SUPPLIED TEXT
Neglectful parents are too aloof. They are unresponsive and undemanding. These are the worst kind of parents because they care little about their children and are uninvolved in their children’s day-to-day interactions. They provide only the most basic care.
Authoritative parents are just right. Responsive and demanding, these are the best parents to have. Although they are demanding, they care a great deal about their children. They explain their rules and encourage their children to talk about their reactions to them. They encourage high levels of independence, but they also see that children comply with family values. These parents have terrific communication skills with their children.
2. Be Comfortable with Your Own Emotions
“Monkey see, monkey do”. The same goes when it comes to parenting. Our children are watching us all the time and they imitate whatever behaviours we express. How we handle our emotions is one of the behaviours they will mimic. While most adults generally handle positive emotions well, like joy and happiness, negative emotions, like anger, sadness and fear are what we usually struggle with.
We need to learn to be comfortable with our emotions, even the negative ones, and be consistent with our reactions to those emotions. I find I am usually comfortable with my negative emotions when we are in private, but a public scenario is when everything flies out the window. Contrary behaviour, such as this, can be a source of confusion for children.
3. Track Your Child’s Emotions
It is important for us to be attentive to the emotional cues from our children and to be able to respond appropriately. Just as it is important to engage our children, it is equally important to know when to withdraw to give them space. Too much attention from a person (even one that we love) can be stifling. Stifling also leads to children who are less emotionally attached so watch your child’s cues and respect his need for space.
4. Label Emotions
Toddlers often experience many big emotions they don’t understand. The experience can be frightening because they feel out of control. Being able to label the emotion (verbalising the feeling) has been shown to have a neurologically calming effect for adults and children alike. Children who learn how to label their emotions become better at self-soothing, are better able to focus on tasks, and have more successful peer relationships.

DATA SUPPLIED
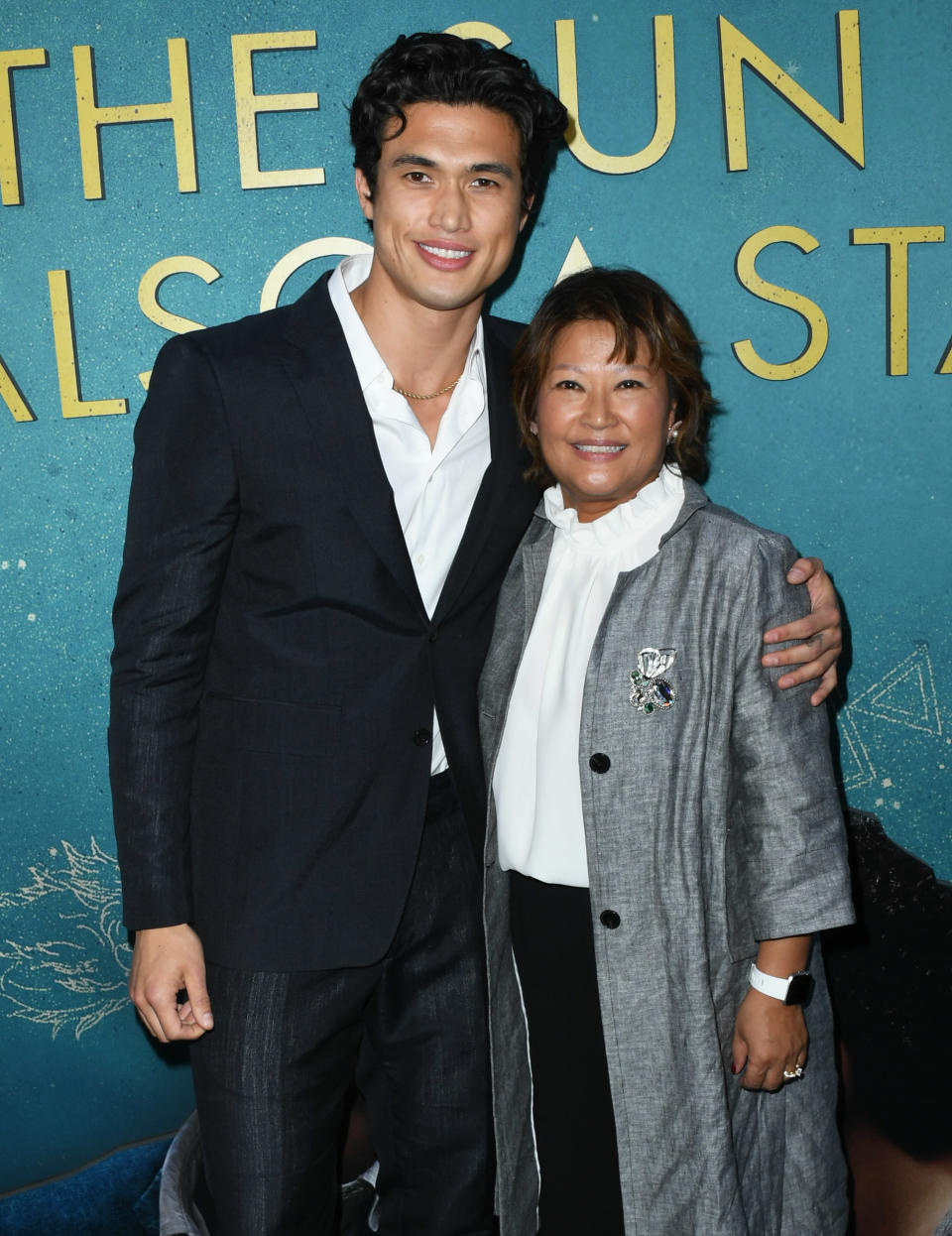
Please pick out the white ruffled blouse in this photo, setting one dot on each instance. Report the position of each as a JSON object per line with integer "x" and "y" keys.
{"x": 536, "y": 780}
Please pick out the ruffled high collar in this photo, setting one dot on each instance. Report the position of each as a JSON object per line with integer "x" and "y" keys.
{"x": 617, "y": 527}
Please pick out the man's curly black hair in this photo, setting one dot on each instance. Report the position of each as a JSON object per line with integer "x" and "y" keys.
{"x": 444, "y": 68}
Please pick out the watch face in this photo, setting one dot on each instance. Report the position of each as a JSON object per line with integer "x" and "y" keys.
{"x": 800, "y": 989}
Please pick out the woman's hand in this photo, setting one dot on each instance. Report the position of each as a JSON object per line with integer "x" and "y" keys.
{"x": 820, "y": 634}
{"x": 770, "y": 1038}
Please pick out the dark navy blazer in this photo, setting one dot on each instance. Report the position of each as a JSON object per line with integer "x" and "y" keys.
{"x": 275, "y": 670}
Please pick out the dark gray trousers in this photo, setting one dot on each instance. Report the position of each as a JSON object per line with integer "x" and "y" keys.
{"x": 274, "y": 1078}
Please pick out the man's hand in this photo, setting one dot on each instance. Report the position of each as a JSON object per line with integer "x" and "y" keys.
{"x": 820, "y": 634}
{"x": 167, "y": 960}
{"x": 770, "y": 1038}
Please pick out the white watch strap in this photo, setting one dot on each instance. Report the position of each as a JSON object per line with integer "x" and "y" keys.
{"x": 770, "y": 984}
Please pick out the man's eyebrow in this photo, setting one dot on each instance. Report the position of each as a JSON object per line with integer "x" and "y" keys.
{"x": 411, "y": 160}
{"x": 415, "y": 160}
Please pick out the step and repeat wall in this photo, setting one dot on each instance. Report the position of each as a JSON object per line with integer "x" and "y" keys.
{"x": 781, "y": 169}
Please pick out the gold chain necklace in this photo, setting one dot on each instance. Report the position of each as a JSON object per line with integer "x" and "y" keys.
{"x": 410, "y": 395}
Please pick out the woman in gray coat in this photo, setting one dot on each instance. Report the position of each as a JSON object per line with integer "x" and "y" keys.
{"x": 664, "y": 837}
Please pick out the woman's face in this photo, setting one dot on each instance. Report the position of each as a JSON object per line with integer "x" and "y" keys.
{"x": 602, "y": 425}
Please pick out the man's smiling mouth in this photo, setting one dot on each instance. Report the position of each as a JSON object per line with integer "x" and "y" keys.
{"x": 452, "y": 254}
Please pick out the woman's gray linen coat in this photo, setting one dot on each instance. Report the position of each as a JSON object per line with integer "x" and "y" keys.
{"x": 711, "y": 824}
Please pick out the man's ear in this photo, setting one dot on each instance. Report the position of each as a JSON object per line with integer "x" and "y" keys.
{"x": 364, "y": 194}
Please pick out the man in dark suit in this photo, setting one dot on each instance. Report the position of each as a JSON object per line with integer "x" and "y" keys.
{"x": 324, "y": 502}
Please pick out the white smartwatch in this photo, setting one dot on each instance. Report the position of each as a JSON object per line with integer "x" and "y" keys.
{"x": 791, "y": 990}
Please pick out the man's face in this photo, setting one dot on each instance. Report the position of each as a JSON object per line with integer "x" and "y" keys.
{"x": 446, "y": 207}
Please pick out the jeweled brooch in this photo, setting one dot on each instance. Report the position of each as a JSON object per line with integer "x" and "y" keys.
{"x": 650, "y": 689}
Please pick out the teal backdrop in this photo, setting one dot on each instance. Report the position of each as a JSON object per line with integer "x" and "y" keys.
{"x": 836, "y": 417}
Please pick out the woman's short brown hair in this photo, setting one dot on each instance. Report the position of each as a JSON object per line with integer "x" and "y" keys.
{"x": 633, "y": 306}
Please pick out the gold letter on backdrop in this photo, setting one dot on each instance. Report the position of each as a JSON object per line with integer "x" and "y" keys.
{"x": 480, "y": 30}
{"x": 846, "y": 132}
{"x": 71, "y": 403}
{"x": 150, "y": 283}
{"x": 91, "y": 117}
{"x": 813, "y": 316}
{"x": 896, "y": 241}
{"x": 247, "y": 105}
{"x": 26, "y": 59}
{"x": 665, "y": 106}
{"x": 13, "y": 396}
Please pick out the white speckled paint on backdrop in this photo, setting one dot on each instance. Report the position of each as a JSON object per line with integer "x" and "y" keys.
{"x": 852, "y": 462}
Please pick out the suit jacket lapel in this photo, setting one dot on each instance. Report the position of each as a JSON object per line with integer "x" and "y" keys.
{"x": 320, "y": 367}
{"x": 505, "y": 463}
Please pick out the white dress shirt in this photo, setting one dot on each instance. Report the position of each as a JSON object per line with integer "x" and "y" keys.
{"x": 432, "y": 487}
{"x": 536, "y": 780}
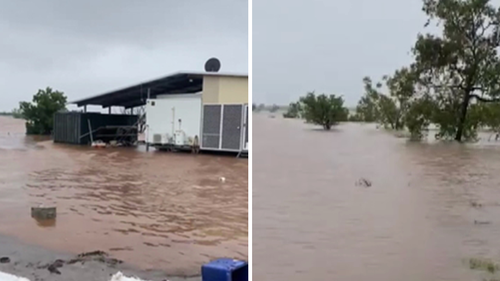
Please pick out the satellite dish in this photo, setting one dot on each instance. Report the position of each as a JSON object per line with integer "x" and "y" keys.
{"x": 212, "y": 65}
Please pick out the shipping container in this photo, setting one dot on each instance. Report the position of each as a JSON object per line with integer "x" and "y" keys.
{"x": 225, "y": 127}
{"x": 83, "y": 127}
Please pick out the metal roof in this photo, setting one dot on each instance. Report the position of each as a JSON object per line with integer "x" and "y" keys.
{"x": 133, "y": 96}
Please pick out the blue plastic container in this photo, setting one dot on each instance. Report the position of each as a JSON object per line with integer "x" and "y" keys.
{"x": 225, "y": 270}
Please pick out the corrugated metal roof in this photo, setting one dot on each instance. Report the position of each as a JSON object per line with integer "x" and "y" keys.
{"x": 136, "y": 95}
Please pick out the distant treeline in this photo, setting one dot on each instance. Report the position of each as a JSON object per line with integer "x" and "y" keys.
{"x": 14, "y": 113}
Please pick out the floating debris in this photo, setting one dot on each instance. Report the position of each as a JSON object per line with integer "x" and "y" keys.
{"x": 120, "y": 277}
{"x": 476, "y": 204}
{"x": 98, "y": 256}
{"x": 43, "y": 213}
{"x": 53, "y": 268}
{"x": 363, "y": 182}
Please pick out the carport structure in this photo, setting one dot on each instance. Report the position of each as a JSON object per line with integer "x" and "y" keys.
{"x": 137, "y": 95}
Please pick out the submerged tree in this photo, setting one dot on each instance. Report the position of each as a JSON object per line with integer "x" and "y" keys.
{"x": 39, "y": 114}
{"x": 294, "y": 110}
{"x": 460, "y": 67}
{"x": 391, "y": 109}
{"x": 324, "y": 110}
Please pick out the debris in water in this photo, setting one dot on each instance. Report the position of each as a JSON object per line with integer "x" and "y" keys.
{"x": 43, "y": 213}
{"x": 99, "y": 256}
{"x": 475, "y": 204}
{"x": 53, "y": 268}
{"x": 120, "y": 277}
{"x": 363, "y": 182}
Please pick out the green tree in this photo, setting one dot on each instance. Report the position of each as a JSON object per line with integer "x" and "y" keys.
{"x": 39, "y": 113}
{"x": 390, "y": 110}
{"x": 366, "y": 110}
{"x": 294, "y": 110}
{"x": 459, "y": 67}
{"x": 324, "y": 110}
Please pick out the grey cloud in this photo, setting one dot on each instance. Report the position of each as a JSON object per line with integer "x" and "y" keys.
{"x": 88, "y": 47}
{"x": 329, "y": 46}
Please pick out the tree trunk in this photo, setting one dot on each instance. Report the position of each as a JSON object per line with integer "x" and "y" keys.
{"x": 463, "y": 116}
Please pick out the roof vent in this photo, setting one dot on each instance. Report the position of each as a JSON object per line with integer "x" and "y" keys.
{"x": 212, "y": 65}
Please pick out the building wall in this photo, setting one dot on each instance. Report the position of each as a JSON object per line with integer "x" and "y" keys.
{"x": 210, "y": 89}
{"x": 225, "y": 90}
{"x": 233, "y": 90}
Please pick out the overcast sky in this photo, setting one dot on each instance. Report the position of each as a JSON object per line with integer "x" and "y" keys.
{"x": 87, "y": 47}
{"x": 329, "y": 46}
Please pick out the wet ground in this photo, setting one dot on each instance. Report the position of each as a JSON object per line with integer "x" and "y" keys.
{"x": 155, "y": 211}
{"x": 30, "y": 261}
{"x": 429, "y": 210}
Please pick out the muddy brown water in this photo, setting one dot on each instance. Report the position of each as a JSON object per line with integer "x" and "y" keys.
{"x": 155, "y": 210}
{"x": 415, "y": 222}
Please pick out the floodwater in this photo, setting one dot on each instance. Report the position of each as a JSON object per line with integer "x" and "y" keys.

WORK REQUIRED
Copy, word for word, the stretch of the parenting text from "We need to learn" through "need for space.". The material has nothing to do with what comes next.

SOLUTION FOR THIS PROBLEM
We need to learn to be comfortable with our emotions, even the negative ones, and be consistent with our reactions to those emotions. I find I am usually comfortable with my negative emotions when we are in private, but a public scenario is when everything flies out the window. Contrary behaviour, such as this, can be a source of confusion for children.
3. Track Your Child’s Emotions
It is important for us to be attentive to the emotional cues from our children and to be able to respond appropriately. Just as it is important to engage our children, it is equally important to know when to withdraw to give them space. Too much attention from a person (even one that we love) can be stifling. Stifling also leads to children who are less emotionally attached so watch your child’s cues and respect his need for space.